▽
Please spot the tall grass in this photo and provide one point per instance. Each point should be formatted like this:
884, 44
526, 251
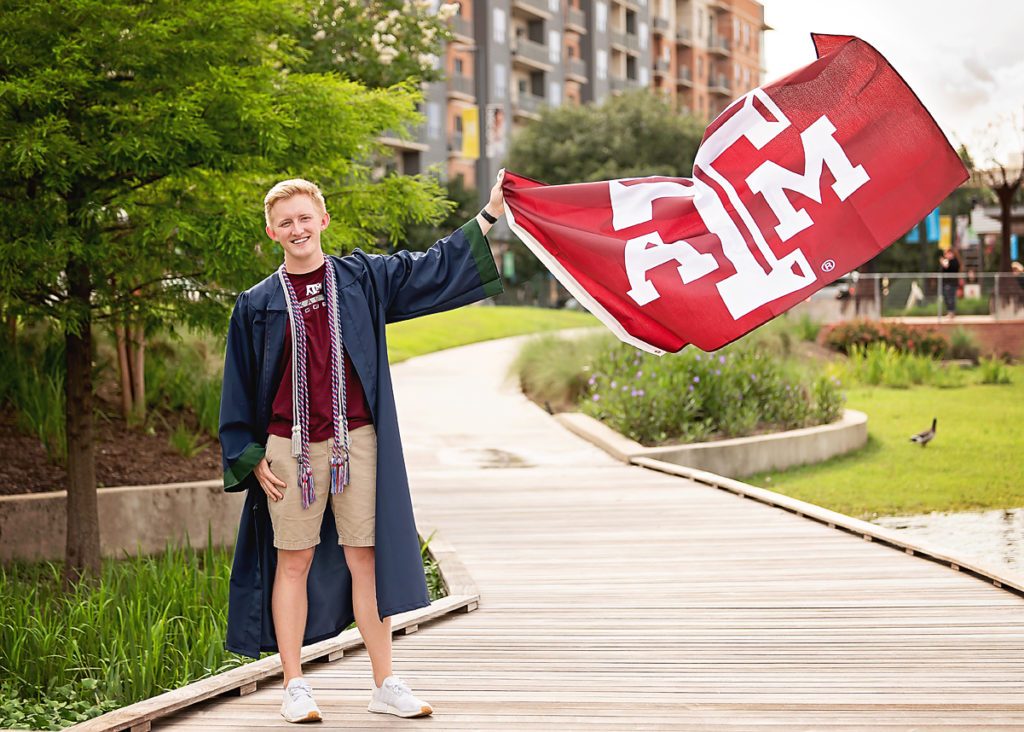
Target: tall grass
883, 364
32, 384
152, 623
688, 396
185, 374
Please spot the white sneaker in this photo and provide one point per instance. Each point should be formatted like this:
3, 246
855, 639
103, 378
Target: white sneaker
298, 704
393, 697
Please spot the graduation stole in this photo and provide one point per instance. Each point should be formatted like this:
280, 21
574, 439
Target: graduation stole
300, 389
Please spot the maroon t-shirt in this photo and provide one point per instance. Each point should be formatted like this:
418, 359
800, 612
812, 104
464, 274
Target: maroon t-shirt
308, 290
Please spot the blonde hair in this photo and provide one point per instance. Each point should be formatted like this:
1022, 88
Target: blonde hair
290, 187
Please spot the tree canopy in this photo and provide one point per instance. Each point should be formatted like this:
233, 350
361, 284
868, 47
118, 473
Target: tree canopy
136, 141
629, 135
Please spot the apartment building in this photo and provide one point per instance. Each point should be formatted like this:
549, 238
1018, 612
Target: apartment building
511, 57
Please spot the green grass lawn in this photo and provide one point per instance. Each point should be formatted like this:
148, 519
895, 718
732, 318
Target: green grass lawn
975, 462
470, 325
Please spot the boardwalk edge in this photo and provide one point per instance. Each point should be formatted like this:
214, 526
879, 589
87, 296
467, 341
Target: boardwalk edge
833, 519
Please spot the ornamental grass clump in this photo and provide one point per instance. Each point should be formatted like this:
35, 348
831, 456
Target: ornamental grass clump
694, 396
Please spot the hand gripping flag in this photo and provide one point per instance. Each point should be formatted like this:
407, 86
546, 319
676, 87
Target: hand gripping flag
795, 184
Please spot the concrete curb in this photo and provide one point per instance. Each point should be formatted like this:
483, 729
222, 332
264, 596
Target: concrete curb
738, 457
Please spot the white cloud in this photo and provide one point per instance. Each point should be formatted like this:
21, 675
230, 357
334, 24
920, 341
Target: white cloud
964, 60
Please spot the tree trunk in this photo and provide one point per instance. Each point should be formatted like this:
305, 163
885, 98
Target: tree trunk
82, 555
124, 371
137, 371
1006, 196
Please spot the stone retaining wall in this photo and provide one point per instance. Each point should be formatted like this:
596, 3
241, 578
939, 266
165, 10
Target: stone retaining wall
132, 519
739, 457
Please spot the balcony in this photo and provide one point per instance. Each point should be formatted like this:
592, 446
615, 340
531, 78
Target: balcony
576, 70
720, 85
576, 19
530, 53
463, 29
529, 105
619, 83
719, 45
461, 86
455, 144
538, 8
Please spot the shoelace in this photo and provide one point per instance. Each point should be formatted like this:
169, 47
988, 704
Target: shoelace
300, 691
399, 687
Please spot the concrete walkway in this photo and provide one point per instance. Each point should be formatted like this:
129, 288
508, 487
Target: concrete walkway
616, 598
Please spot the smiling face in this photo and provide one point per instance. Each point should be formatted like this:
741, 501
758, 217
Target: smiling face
297, 222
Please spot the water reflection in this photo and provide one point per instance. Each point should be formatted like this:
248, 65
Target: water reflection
993, 540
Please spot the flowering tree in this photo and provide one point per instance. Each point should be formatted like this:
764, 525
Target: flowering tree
379, 42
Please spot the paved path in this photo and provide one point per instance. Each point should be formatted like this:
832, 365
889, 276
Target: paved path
619, 598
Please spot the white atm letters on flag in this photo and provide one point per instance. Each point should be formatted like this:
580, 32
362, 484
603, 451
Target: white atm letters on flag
794, 185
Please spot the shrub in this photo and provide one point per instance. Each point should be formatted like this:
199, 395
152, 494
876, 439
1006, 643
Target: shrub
923, 341
552, 368
692, 396
883, 364
994, 371
964, 345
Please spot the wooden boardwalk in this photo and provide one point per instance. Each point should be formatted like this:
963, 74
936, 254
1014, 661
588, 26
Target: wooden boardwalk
△
Work to complete: Repeat each line of the records above exactly, but do not copy the pictures.

Solution to this problem:
Please spot the tall grass in this photo and provide one point per instance. Each point should be formatted like this:
884, 44
526, 251
Target: tall grass
883, 364
32, 384
152, 623
688, 396
185, 374
Please spot the white sneaker in this photo and provide one point per instance. Each point should be formatted like this:
3, 246
855, 639
103, 378
Target: white sneaker
298, 704
393, 697
Please spot the graduation stole in this photo and provide one point per instance. Each point should be formatted like this:
280, 21
574, 439
Target: graduation stole
300, 389
Please spot the maroon t-shirt in this photo and provide one point per instance. Each point should be formatted like this:
418, 359
800, 612
812, 104
464, 274
Target: maroon t-shirt
308, 290
Please spot the blonde hair in this photo and provide one point per instance. Each point should be formatted like this:
1022, 88
Target: blonde hair
290, 187
Please spot the tree canopy in this photo and provide one point per instance. Each point should be formatted like this:
233, 350
361, 284
868, 47
118, 473
Target: tree canopy
136, 141
629, 135
Please spot the apartment building in this photo and provide one point per instance. Each point should be formatted like this:
549, 238
1018, 612
Target: apartment building
511, 57
Please spot the green grass lawn in this photo and provide one point per instance. Each point should be formatted like this:
148, 519
895, 718
732, 318
Target: green grass lawn
975, 462
470, 325
Please spot the boardwalk edge in this photo and provide one point per instance. Each point should be formatted like this:
214, 526
879, 589
87, 296
467, 341
Target: boardwalk edge
833, 519
Please spot the ornamental grass clump in this photo and provide one point per instance. Each point should be formatted like this:
35, 348
831, 456
Target: ornamental grass clump
694, 396
Please spot the hand gripping flag in this photo and provide one point per instance. Each point should be formatted like this:
407, 86
546, 319
676, 87
Target: hand gripping flag
795, 184
Please spot the concrete curb in this photo and provide one point per instance. Each point should be formatted like this:
483, 729
222, 332
264, 596
Target: concrete curb
738, 457
Please spot the white cloud in this photo and provide one point per instance. Each point should be formatted like this:
21, 675
230, 357
334, 24
920, 341
Target: white cloud
964, 60
Please spot the tree trunk in this photo and provide one point per instance. Each point should be formatted like this:
305, 163
885, 98
Target: tree trunk
82, 555
124, 371
137, 371
1006, 196
Please spot the stone retaining wall in this photo and provide one point per instance. Each point should be formatted like this:
596, 3
241, 578
939, 266
165, 10
Target: stone retaining wall
132, 519
739, 457
Please spot the balcony in this photo and provide one point per instance. Each point should be formatted like this:
592, 446
615, 340
531, 78
Target: balcony
576, 70
720, 85
576, 19
530, 53
463, 29
529, 105
619, 83
719, 45
461, 86
455, 144
538, 8
Please spot the shoelace in this photo and provide one point per instance. Each point should be formatted like this:
169, 47
988, 704
Target: shoelace
300, 691
399, 687
Please spot the concrete walkway in this photo and provide one point per instance. Each point should be formatted like this:
129, 288
508, 487
Target: concrete walkway
616, 598
Please spot the smiling face in this photo and provide one point per instance. Each point should be formatted like this:
741, 501
758, 217
Target: smiling face
297, 222
Please spot the water reflection in this photo and provide one point per instance. Each point should be formatted like this:
248, 65
Target: water reflection
993, 540
Please spot the flowering tree in this photo and provide one point per instance. Each point should be formatted like this:
764, 525
Target: flowering tree
379, 42
Please spot the paved path in this photo and provide one point per instance. Each point should be formatted like this:
832, 365
889, 276
Target: paved path
619, 598
Please spot the white atm letters on flag in this photo and provide one point per instance. Each point should be formatted like this:
580, 32
362, 484
603, 451
Target: white atm letters on flag
794, 185
Please spot the shrub in this photo and provide one point per instance. Each point should be formatted like this:
199, 395
152, 494
876, 439
1006, 643
Target: shrub
923, 341
552, 368
692, 396
883, 364
994, 371
964, 345
Please spot the wooden boardwalk in this photo and provide one point per instance. Each point should be formatted like this:
963, 74
936, 254
1014, 661
588, 26
Target: wooden boardwalk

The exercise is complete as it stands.